• [Written request]: Below is a listing; reproduce each line of it exactly.
*** Dataset excerpts ***
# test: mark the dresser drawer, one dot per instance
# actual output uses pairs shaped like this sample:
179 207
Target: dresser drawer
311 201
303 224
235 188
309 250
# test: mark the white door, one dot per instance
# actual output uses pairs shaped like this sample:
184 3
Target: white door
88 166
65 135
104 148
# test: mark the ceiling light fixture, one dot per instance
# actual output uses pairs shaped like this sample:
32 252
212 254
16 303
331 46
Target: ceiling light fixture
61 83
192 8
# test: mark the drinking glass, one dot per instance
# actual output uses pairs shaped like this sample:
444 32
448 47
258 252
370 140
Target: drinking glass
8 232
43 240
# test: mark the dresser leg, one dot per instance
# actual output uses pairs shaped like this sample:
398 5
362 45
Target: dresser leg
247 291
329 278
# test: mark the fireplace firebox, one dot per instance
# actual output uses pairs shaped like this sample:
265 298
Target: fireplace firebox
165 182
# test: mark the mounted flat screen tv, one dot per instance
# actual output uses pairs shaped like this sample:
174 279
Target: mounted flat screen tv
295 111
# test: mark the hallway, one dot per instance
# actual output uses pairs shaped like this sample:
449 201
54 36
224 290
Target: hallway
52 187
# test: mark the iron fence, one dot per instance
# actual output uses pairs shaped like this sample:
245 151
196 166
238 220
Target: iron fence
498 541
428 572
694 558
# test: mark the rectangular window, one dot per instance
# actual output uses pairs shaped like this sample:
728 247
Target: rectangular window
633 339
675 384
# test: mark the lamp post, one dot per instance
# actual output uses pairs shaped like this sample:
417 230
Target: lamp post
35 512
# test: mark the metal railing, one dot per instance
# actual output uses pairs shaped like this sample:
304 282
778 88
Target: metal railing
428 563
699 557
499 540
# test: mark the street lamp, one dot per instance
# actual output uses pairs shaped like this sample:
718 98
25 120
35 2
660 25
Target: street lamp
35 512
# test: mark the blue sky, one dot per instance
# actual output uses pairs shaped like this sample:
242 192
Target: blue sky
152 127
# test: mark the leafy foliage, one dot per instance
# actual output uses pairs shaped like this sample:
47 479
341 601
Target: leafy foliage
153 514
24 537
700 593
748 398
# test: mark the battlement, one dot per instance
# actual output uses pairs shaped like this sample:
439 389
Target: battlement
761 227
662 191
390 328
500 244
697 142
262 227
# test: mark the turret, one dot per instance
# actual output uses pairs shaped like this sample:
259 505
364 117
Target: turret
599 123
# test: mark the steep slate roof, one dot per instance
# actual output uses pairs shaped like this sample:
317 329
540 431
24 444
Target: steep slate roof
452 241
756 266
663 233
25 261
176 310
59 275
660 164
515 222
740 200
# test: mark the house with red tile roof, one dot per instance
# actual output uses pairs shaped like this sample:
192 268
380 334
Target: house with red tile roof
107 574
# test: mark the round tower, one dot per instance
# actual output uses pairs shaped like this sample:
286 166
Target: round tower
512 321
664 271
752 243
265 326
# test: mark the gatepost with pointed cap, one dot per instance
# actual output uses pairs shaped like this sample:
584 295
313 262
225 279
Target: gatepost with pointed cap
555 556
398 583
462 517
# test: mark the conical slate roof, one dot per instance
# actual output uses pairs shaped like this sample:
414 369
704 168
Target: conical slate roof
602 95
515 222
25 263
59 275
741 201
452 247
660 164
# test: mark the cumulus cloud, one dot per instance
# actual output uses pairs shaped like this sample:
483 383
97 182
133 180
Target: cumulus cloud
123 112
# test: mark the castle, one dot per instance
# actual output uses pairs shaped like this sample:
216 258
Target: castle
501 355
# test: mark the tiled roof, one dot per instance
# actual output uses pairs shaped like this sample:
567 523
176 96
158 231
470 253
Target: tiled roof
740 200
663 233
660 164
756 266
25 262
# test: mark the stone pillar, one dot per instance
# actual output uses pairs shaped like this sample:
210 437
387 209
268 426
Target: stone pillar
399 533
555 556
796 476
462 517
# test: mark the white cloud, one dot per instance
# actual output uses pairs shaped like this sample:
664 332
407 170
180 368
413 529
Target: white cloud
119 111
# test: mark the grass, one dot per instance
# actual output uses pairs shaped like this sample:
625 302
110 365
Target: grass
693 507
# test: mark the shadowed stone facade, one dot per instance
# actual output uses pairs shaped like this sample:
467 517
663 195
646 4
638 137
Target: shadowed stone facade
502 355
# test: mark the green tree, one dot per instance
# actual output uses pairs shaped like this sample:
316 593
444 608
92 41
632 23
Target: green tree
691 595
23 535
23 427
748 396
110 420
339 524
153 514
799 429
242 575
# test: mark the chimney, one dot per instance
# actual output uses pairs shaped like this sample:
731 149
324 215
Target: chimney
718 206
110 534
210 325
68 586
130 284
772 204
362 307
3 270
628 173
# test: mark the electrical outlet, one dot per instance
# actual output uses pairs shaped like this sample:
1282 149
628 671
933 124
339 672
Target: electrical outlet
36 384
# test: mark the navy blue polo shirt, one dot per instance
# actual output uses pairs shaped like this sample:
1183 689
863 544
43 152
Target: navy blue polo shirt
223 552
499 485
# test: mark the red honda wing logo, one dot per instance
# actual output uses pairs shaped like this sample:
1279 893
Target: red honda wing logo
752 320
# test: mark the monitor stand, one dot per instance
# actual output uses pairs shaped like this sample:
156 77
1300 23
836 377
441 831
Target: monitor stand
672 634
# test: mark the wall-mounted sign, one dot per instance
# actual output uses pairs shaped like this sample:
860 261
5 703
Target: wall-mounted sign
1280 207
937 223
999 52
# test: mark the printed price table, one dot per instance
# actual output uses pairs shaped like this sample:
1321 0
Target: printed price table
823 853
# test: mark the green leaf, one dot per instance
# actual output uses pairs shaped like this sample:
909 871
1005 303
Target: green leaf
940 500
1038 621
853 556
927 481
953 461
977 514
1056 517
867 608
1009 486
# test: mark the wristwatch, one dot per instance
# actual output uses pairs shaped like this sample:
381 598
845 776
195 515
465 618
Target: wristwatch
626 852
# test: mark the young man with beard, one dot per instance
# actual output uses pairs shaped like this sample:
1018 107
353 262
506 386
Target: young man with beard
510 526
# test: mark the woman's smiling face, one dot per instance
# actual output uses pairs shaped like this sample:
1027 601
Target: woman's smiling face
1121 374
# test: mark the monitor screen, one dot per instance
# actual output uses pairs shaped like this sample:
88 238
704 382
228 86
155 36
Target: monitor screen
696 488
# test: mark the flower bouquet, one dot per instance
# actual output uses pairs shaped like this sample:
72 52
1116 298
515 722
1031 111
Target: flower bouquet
***
• [Solved exercise]:
# test: mark the dresser drawer, one dot per instance
# actual output uses pairs shaped like this sample:
179 207
Target: dresser drawer
311 201
303 224
235 188
309 250
# test: mark the white door, one dot per instance
# actual output uses pairs shaped like this sample:
184 3
Target: white door
88 166
65 135
104 148
# test: mark the ceiling light fixture, one dot per instance
# actual output uses pairs shaped like this sample:
32 252
212 254
16 303
331 46
Target: ceiling light fixture
61 83
192 8
# test: mark the drinking glass, one dot per instance
# actual output uses pairs shaped like this sample:
444 32
448 47
258 252
370 140
Target: drinking glass
8 232
43 240
# test: mark the dresser leg, one dot per instance
# actual output uses pairs shaped like this sample:
398 5
362 45
Target: dresser leg
247 291
329 278
# test: mark the fireplace firebox, one dot per instance
# actual output uses pairs shaped like this sample:
265 298
Target: fireplace firebox
165 182
# test: mark the mounted flat screen tv, one dot per instance
# actual output uses pairs shaped like this sample:
174 279
Target: mounted flat screen tv
295 111
# test: mark the hallway, one dot per instance
# actual output uses pairs shaped like this sample:
449 201
54 36
224 290
Target: hallway
52 187
# test: mark the iron fence, one dot per instance
# actual output uses pairs shaped like this sample:
245 151
196 166
238 220
Target: iron fence
498 541
428 572
694 558
# test: mark the rectangular window, one dot per instance
# actual output uses pairs shaped like this sample:
728 247
Target: rectangular window
633 339
675 384
# test: mark the lamp post, one dot per instance
# actual output uses pairs shaped like this sample:
417 230
Target: lamp post
35 512
# test: mark the metal railing, one dot per instance
# actual output uses pairs shaped like this sample:
304 282
778 88
Target: metal railing
428 563
699 557
499 540
# test: mark the street lamp, one dot per instance
# actual output uses pairs shaped like this sample:
718 98
25 120
35 2
660 25
Target: street lamp
35 512
# test: mark the blue sky, one dot per instance
# actual output uses pairs shaped like this sample:
242 192
Target: blue sky
152 127
# test: mark the leafy foliage, one dot per instance
# actual output uses pairs shaped like this sample:
47 479
341 601
Target: leafy foliage
153 514
24 537
700 593
748 398
# test: mark the battlement, one dot per instance
# actual output uses pairs shaped like this sample:
439 389
Target: battlement
761 227
662 191
390 328
500 244
697 142
262 227
# test: mark the turret, one dot per instance
# actual output uses pairs shaped like this sample:
259 505
364 117
Target: turret
599 123
# test: mark the steep slate roof, one dot per instance
# actual output uses pairs shaped like this sample:
317 329
540 431
24 444
Target: steep slate roof
452 241
756 266
663 233
25 261
176 310
59 275
660 164
515 222
740 200
# test: mark the house with red tile roof, one dot per instance
# actual output uses pairs shaped like this sample:
192 268
380 334
Target: house with red tile roof
107 574
# test: mark the round tower, one dot per instance
# actual output uses pairs shaped like this sample:
286 166
Target: round tower
512 321
664 271
752 243
265 326
# test: mark the gatepost with pointed cap, one dot per instance
# actual output uses pairs shaped like this sample:
584 295
313 262
225 279
Target: gatepost with pointed cap
555 556
398 583
462 517
# test: mark the conical slate roof, one dot per instance
# actual output uses pairs shaped like this sample:
414 369
704 168
Target: conical slate roof
602 95
515 222
25 263
59 275
741 201
452 247
660 164
# test: mark the cumulus cloud, one dot per instance
# actual output uses pairs shaped like this sample:
483 383
97 182
133 180
Target: cumulus cloud
123 112
# test: mark the castle, one dot per instance
# actual output uses pairs shaped like this sample:
216 258
Target: castle
501 355
# test: mark the tiled roof, one dot per instance
# actual output uses pairs shaped like this sample:
567 523
176 96
158 231
470 253
Target: tiled roof
740 200
663 233
660 164
756 266
25 262
# test: mark the stone pillar, one dot per instance
# actual output uses pairs shaped like this sample:
210 437
387 209
268 426
Target: stone pillar
399 533
555 556
796 476
462 517
# test: mark the white cloud, one dot per instance
# actual output uses pairs shaped like this sample:
664 332
407 170
180 368
413 529
Target: white cloud
119 111
# test: mark the grass, one dot per instance
# actual output uses pairs shaped like this sample:
625 302
110 365
Target: grass
693 507
# test: mark the shadowed stone facade, one dot per instance
# actual output uses pairs shaped like this sample:
467 517
663 195
646 4
638 137
Target: shadowed stone facade
502 355
# test: mark the green tree, one dot per instance
# actual output uses pairs shaped like this sample:
316 593
444 608
92 41
632 23
Target: green tree
691 595
23 535
23 427
748 396
110 420
339 524
153 514
799 429
242 575
# test: mark the chimney, one dot per instance
# actual output uses pairs shaped like this sample:
731 149
324 215
Target: chimney
718 206
110 534
210 325
68 586
130 284
772 204
362 307
3 270
628 173
# test: mark the electrical outlet, one dot per instance
# actual output uses pairs shaped like this sample:
1282 149
628 671
933 124
339 672
Target: electrical outlet
36 384
# test: mark the navy blue polo shirt, one dot per instance
# actual output uses pairs shaped like this sample:
1183 689
863 544
43 152
Target: navy blue polo shirt
223 552
499 485
# test: mark the red honda wing logo, one dot per instance
# actual output uses pairs shaped like this sample:
1279 893
Target: red honda wing logo
752 320
# test: mark the monitor stand, one dot per instance
# actual output uses pairs shaped like this sample:
156 77
1300 23
836 377
441 831
Target: monitor stand
672 634
# test: mark the wall-mounted sign, one dot per instance
# actual output uses pairs shaped like this sample:
860 261
5 703
Target: wall-mounted sign
1280 207
937 223
999 52
# test: mark the printed price table, one dot per instance
# actual output uses pairs shaped like this sample:
1321 0
Target: printed price table
823 853
# test: mark the green leaf, one dot per instance
# actual output uses pairs shaped like this sample:
909 871
1005 303
Target: green leaf
940 500
1038 621
853 556
927 481
953 461
977 514
1056 517
867 608
1009 486
# test: mark the wristwatch, one dot per instance
# actual output uses pairs shaped like this sample:
381 598
845 776
195 515
465 618
Target: wristwatch
626 852
# test: mark the young man with beard, one dot per instance
# actual output uses pairs shaped like this sample:
1018 107
353 262
506 386
Target: young man with beard
510 526
# test: mark the woman's smiling face, one dot per instance
# actual output uses pairs shaped like this sample:
1027 601
Target: woman's smiling face
1121 374
# test: mark the monitor screen, one dot per instance
# actual output uses pairs shaped like this sample:
88 238
704 382
228 86
155 36
Target: monitor screen
696 488
# test: mark the flower bouquet, one dot per instance
# actual output uses pairs shaped like this sample:
72 52
1116 298
515 722
1031 111
Target: flower bouquet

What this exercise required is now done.